Pull out every line of the data below that contains the string "tire". Case counts, so uppercase and lowercase letters are treated as different.

[Entries pointing to labeled objects]

+++++

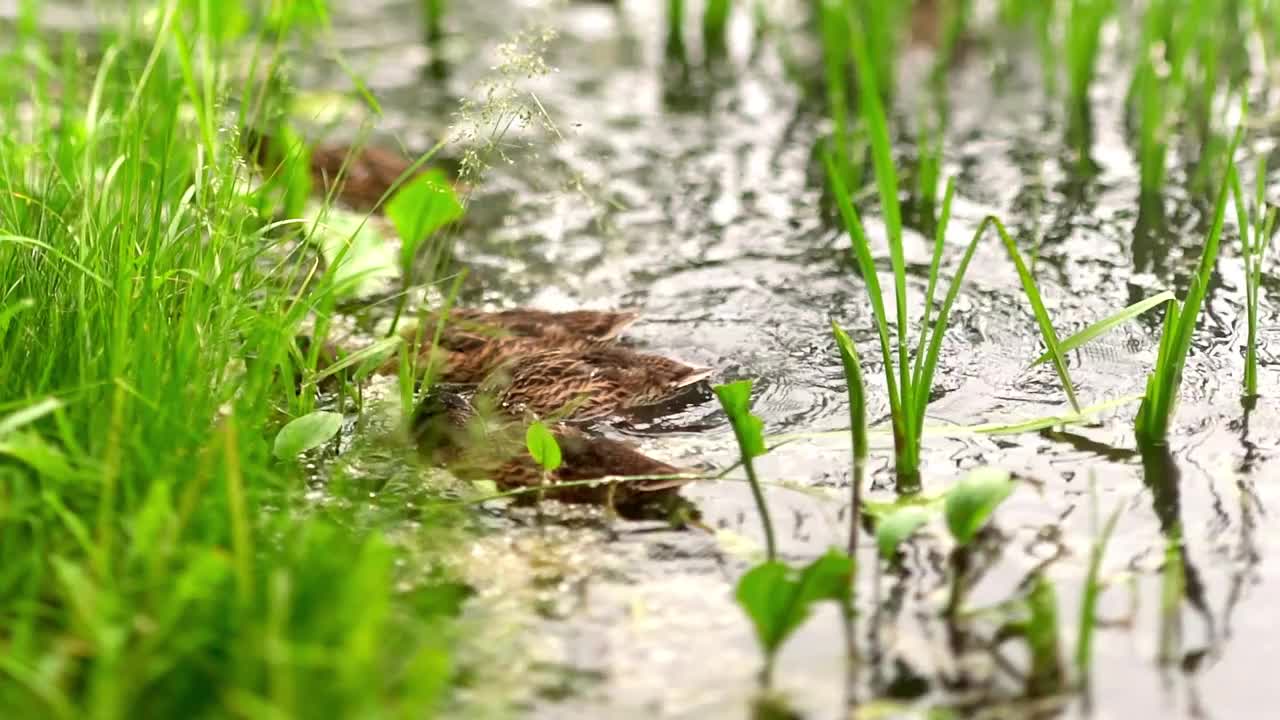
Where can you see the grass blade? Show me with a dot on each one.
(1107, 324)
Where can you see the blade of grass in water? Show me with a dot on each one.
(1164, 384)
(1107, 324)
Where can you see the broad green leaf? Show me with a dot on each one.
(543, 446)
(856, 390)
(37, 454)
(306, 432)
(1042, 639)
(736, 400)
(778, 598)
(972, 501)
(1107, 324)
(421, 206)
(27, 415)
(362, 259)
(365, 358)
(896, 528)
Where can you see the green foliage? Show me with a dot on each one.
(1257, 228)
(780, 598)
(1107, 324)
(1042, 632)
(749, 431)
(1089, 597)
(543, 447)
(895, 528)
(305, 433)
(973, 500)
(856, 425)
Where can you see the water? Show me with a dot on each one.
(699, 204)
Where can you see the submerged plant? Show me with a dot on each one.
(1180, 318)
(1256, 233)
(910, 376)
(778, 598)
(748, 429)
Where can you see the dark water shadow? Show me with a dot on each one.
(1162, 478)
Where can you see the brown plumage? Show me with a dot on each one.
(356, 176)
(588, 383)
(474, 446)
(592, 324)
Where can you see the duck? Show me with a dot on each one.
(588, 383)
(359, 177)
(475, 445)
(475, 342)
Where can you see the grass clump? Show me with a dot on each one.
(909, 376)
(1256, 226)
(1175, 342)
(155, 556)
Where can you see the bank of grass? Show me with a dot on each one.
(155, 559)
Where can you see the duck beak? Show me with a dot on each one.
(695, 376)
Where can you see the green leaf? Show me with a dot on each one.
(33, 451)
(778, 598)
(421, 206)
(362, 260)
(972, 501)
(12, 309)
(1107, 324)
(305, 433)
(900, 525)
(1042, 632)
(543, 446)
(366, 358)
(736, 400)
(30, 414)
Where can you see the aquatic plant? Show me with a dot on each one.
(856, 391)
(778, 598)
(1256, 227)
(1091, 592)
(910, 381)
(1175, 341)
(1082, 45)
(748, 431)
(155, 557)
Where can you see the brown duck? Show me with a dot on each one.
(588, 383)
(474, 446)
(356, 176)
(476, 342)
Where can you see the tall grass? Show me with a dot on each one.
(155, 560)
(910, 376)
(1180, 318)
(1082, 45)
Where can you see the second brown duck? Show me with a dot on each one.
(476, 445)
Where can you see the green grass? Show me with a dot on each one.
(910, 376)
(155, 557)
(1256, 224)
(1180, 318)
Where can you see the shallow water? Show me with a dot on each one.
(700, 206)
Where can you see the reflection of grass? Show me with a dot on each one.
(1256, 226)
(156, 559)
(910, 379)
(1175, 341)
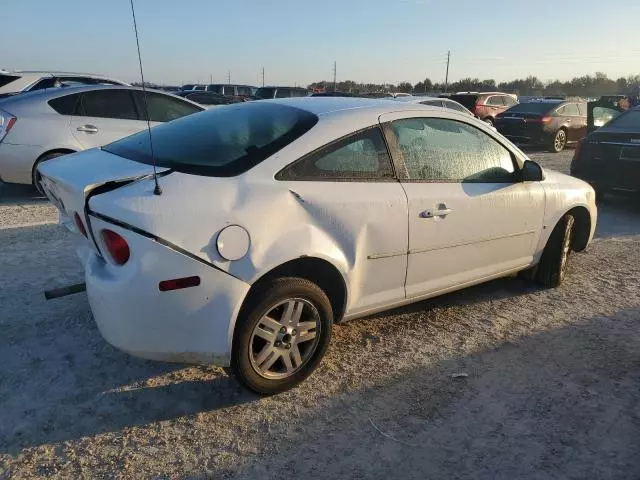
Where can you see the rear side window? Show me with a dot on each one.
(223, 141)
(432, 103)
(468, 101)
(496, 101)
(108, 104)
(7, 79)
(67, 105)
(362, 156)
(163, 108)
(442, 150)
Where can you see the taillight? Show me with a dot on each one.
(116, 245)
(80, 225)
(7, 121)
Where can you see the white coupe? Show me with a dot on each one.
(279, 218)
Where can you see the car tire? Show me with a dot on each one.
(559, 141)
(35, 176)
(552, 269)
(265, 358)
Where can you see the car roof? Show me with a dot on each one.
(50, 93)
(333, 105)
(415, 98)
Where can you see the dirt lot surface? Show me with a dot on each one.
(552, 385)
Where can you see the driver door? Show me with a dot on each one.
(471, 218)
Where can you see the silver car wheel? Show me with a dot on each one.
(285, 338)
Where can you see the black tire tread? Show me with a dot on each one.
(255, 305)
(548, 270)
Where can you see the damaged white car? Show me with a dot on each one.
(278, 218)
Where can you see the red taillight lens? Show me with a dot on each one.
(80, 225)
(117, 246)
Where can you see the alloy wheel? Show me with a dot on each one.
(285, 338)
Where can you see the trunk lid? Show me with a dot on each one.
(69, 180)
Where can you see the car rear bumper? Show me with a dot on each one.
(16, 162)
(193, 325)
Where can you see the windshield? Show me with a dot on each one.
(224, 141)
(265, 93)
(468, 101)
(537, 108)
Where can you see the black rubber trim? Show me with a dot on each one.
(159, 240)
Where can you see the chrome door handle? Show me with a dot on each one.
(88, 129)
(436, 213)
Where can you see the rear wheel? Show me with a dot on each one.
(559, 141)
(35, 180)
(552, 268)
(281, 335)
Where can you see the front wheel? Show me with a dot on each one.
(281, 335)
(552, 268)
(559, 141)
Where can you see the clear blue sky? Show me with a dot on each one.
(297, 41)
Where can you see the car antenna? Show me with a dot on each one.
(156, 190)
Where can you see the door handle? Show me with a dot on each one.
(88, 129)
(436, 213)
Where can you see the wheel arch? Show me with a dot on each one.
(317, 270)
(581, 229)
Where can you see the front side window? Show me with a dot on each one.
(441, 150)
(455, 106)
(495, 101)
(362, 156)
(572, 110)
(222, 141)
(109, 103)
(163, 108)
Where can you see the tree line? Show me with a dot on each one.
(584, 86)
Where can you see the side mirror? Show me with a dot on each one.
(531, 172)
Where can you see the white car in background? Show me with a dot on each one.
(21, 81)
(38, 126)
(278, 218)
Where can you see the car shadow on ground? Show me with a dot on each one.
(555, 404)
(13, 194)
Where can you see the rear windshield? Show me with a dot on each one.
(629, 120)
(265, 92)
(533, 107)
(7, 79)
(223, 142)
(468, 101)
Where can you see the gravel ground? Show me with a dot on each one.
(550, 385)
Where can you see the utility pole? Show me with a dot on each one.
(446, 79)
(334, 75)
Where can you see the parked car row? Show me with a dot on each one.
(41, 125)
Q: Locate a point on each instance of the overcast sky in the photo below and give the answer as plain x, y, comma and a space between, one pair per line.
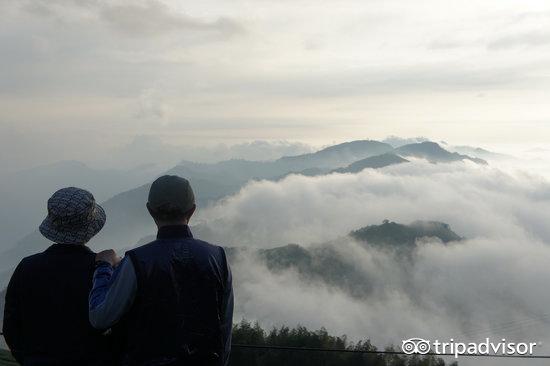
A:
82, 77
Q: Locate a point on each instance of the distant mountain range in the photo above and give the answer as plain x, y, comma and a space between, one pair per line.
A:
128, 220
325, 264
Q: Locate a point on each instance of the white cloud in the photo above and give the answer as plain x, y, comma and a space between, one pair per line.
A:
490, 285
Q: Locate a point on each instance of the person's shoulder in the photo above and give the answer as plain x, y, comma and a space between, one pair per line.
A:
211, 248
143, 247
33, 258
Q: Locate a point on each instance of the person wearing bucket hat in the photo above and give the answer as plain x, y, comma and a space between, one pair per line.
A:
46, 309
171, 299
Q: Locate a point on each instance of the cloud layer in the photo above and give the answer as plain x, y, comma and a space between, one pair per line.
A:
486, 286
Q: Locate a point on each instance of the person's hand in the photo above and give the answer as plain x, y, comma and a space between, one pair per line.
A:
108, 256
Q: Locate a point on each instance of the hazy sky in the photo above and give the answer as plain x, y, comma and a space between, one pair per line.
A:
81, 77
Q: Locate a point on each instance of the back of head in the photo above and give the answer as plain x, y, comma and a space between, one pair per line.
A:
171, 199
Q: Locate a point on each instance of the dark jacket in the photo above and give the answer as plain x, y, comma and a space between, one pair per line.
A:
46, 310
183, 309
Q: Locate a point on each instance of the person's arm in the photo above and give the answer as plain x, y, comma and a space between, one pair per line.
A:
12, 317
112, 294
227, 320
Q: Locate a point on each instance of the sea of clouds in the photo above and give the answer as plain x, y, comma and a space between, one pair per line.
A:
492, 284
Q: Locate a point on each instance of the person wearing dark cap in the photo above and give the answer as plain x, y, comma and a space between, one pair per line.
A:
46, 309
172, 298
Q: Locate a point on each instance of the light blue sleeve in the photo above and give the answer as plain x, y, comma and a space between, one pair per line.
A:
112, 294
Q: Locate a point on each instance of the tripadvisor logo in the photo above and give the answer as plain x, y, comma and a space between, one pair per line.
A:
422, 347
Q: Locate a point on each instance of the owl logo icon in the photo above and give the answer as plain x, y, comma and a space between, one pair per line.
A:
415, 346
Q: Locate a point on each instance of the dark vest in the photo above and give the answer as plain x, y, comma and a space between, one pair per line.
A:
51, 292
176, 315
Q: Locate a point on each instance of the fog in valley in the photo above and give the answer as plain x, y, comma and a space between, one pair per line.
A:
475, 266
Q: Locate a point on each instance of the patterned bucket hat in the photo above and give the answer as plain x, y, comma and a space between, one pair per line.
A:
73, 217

+++++

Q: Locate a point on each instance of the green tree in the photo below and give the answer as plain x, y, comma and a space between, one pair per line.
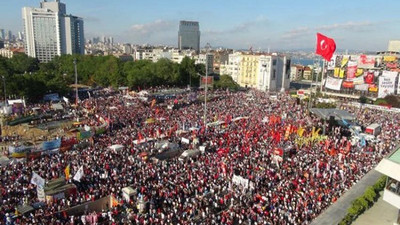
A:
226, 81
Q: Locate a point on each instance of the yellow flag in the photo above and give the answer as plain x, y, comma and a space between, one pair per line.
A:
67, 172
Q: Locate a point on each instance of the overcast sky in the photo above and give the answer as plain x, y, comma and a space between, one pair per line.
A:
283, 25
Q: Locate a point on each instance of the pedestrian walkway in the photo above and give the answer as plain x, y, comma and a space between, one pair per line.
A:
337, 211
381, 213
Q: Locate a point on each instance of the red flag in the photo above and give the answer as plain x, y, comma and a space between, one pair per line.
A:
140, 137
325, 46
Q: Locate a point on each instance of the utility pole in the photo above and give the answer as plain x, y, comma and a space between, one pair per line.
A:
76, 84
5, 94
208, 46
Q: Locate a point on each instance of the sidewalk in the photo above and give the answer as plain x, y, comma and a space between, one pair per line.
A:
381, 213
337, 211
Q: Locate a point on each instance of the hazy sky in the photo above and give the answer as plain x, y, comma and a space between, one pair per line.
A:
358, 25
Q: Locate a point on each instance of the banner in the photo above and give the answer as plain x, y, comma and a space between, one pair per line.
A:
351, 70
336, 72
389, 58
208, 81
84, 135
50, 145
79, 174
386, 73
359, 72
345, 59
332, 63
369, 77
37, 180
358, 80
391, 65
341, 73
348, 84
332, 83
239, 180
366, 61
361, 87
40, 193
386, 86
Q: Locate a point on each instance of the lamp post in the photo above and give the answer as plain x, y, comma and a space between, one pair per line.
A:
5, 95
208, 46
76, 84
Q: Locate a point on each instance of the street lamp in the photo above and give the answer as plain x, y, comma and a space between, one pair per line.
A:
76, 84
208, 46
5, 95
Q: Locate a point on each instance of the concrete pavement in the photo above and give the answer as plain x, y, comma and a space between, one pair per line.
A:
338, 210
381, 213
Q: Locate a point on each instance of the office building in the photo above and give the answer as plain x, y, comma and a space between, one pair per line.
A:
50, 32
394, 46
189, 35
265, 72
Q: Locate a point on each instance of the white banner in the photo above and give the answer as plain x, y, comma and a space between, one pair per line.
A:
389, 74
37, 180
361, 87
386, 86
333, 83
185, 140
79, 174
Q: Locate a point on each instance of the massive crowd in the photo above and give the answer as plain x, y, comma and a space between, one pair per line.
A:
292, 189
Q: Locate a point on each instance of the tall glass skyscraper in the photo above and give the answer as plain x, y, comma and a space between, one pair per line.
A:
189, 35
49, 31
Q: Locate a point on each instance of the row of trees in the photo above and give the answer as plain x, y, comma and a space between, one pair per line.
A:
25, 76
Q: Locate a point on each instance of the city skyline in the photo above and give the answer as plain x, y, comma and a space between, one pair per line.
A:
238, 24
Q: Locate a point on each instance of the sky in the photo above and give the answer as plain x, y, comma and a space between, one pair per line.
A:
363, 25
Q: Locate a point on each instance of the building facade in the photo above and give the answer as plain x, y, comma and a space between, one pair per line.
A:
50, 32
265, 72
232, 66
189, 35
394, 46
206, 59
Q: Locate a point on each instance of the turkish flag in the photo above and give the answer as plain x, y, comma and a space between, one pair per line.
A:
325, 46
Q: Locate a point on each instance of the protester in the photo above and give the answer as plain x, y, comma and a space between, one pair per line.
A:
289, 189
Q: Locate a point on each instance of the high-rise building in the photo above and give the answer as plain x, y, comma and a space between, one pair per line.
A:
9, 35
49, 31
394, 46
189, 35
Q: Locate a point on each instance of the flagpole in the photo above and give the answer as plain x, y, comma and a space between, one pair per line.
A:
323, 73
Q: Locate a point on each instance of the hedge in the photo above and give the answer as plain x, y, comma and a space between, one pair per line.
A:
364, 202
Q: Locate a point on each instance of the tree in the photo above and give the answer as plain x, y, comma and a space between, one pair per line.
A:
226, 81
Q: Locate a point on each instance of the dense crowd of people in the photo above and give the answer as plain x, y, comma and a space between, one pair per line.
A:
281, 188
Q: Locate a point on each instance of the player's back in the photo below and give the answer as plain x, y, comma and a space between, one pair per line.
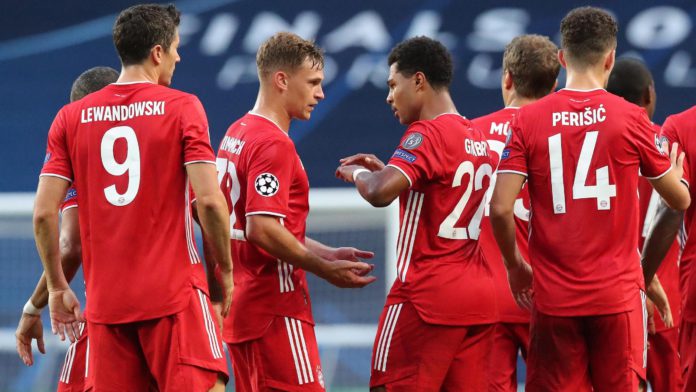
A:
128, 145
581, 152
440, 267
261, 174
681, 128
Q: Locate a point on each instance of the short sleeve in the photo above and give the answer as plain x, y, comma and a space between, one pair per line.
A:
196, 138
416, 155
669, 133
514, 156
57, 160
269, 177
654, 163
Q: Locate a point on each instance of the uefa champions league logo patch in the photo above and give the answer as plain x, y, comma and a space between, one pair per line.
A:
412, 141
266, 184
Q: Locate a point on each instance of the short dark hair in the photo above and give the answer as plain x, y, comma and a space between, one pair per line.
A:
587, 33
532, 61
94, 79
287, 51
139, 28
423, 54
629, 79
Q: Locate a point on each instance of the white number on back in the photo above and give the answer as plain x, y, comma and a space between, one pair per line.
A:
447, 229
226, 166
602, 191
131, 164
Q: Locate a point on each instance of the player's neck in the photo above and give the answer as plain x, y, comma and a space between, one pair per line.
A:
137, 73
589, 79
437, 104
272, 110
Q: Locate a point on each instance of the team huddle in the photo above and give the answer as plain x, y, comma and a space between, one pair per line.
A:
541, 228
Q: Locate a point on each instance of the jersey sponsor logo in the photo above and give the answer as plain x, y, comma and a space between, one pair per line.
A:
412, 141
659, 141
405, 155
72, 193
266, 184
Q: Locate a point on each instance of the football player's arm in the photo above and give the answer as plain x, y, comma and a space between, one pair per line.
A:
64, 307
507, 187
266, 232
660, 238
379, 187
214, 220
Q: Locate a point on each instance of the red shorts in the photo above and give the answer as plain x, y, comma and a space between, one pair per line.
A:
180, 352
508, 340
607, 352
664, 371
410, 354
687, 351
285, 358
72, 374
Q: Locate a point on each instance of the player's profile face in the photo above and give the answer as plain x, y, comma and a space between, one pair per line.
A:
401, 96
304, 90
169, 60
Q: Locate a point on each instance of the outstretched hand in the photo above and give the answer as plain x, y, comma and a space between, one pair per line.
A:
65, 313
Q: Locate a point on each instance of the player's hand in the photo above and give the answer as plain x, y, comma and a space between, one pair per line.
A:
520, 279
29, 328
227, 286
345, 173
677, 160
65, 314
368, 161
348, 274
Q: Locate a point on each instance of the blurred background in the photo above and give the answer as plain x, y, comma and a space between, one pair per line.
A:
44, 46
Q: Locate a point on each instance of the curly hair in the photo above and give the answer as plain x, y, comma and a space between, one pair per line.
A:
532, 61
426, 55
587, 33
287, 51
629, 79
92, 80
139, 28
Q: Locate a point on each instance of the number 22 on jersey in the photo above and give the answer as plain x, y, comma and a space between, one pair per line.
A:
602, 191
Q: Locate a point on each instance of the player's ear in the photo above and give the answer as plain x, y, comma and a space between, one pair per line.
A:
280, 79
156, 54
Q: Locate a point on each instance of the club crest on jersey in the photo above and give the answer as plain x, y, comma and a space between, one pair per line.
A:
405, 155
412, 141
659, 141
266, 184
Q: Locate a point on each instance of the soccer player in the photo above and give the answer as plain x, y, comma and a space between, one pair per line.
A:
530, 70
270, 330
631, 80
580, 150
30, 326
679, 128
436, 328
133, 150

+++++

Written answer -
Where can you see the car tire? Show me with a dot on each one.
Where can you see the black tire tread? Show me with a dot on each one.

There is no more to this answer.